Since both Julie and Emma were disappointed that there was no aquarium in St. Louis, they wanted to go to the Sea Life aquarium in Kansas City.  By the time we got back to KC and had parked the car, it was time for lunch.  We were at Crown Center, which is a rather nice shopping mall and entertainment complex.  We found the food court, but we were a little early, since it was still before noon on Sunday.  Most of the cool looking food places were closed, but we were able to get lunch.  Then we went across the street to the Sea Life aquarium, which shares a building with a Legoland Discovery Center.  We just wanted to see the fish.  The aquarium was small but nice, though the admission price seemed a little expensive for the size of the aquarium.  We did notice that it was very kid friendly, and had many exhibits that were low enough for the small children to see into.  When we took a seat in one of the short tunnels that are surrounded by sharks and rays and other fish, we noticed that Julie was spending more time watching the little kids nearby than she was watching the fish.  However, Julie got perturbed when one mother continually identified the sea dragons as "sea horses" to her kids.  One exhibit that we really liked was the sea turtle rescue tank.  A film was playing that showed the aquarium staff bringing one of the injured turtles from Florida to Kansas City.  It was funny to watch the reactions of the TSA people at the Florida airport as the staff brought the crate carrying the turtle through the inspection, as well as the reactions of the flight crew and other passengers.  We skipped the end activity, but there as an interesting spot where kids (and adults) can draw fish of the their own on computers and the "fish" that they made will appear in a nearby "tank" projected onto the wall.

After the aquarium, it was a very short drive to the National World War I Museum and Monument.  If the temperatures weren't in the 90s, we probably would have walked instead.  Kansas City residents started building a monument to the soldiers lost in the Great War as early as 1919, and this effort formed the core of what Congress now recognizes as our nation's official World War I museum.  We're visiting too late for the World War I centennial, which was last year, but Scott was glad he was going to get a chance to visit now.

**DATA PROVIDED**
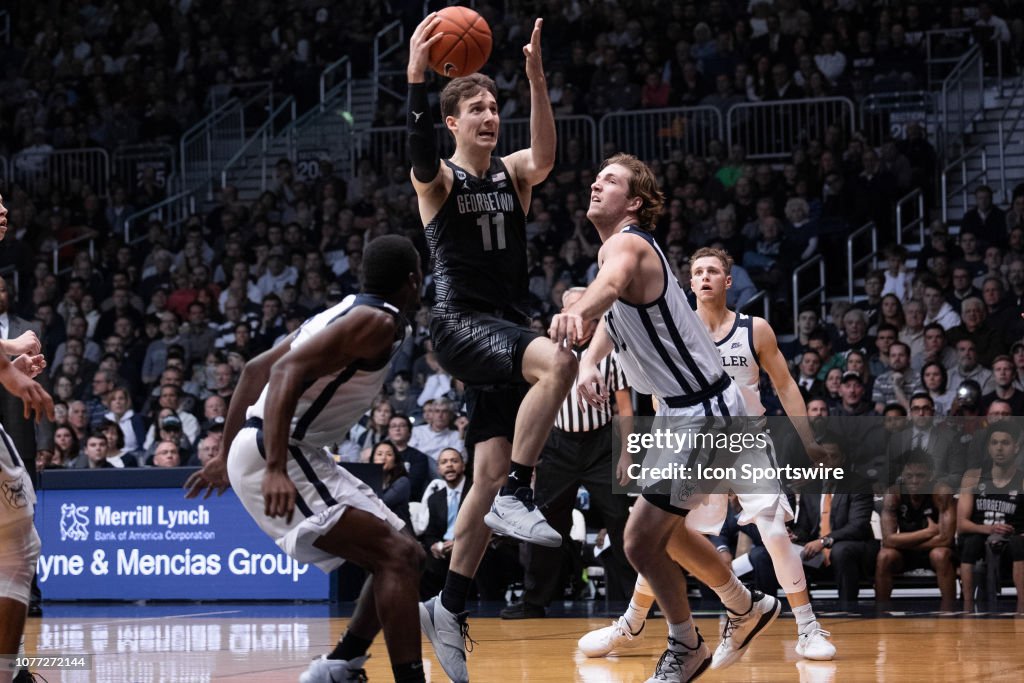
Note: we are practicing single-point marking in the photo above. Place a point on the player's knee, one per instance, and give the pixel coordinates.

**REQUIRED TASKS**
1 - In the Kansas City trip account, what attraction shares a building with the Sea Life aquarium?
2 - Please write out the part of the Kansas City trip account starting with "After the aquarium, it" and going on through "to visit now.".

**ANSWERS PER TASK**
1 - A Legoland Discovery Center.

2 -
After the aquarium, it was a very short drive to the National World War I Museum and Monument.  If the temperatures weren't in the 90s, we probably would have walked instead.  Kansas City residents started building a monument to the soldiers lost in the Great War as early as 1919, and this effort formed the core of what Congress now recognizes as our nation's official World War I museum.  We're visiting too late for the World War I centennial, which was last year, but Scott was glad he was going to get a chance to visit now.